### Source data

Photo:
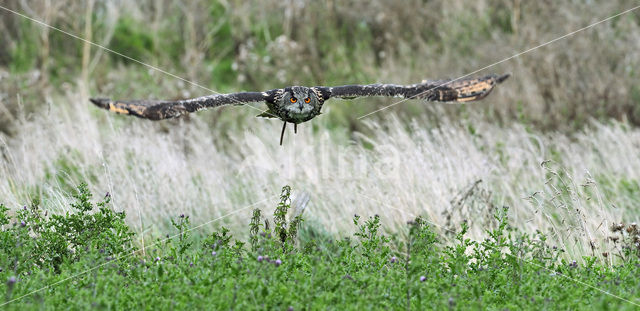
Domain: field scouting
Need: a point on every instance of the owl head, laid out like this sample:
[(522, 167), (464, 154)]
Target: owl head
[(300, 103)]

### Exercise objective
Render the records above as a Markdown table with the columns Row and Record line, one row per line and numbered in order. Skip blank lines and leave the pictures out.

### Solution
| Row | Record line |
|---|---|
| 1 | Photo: |
| 2 | Domain: field scouting |
| 3 | Need: a point on every instance of the owl head, laid out like this sample: |
| 4 | [(522, 167), (464, 154)] |
| 5 | Target: owl head |
| 6 | [(300, 103)] |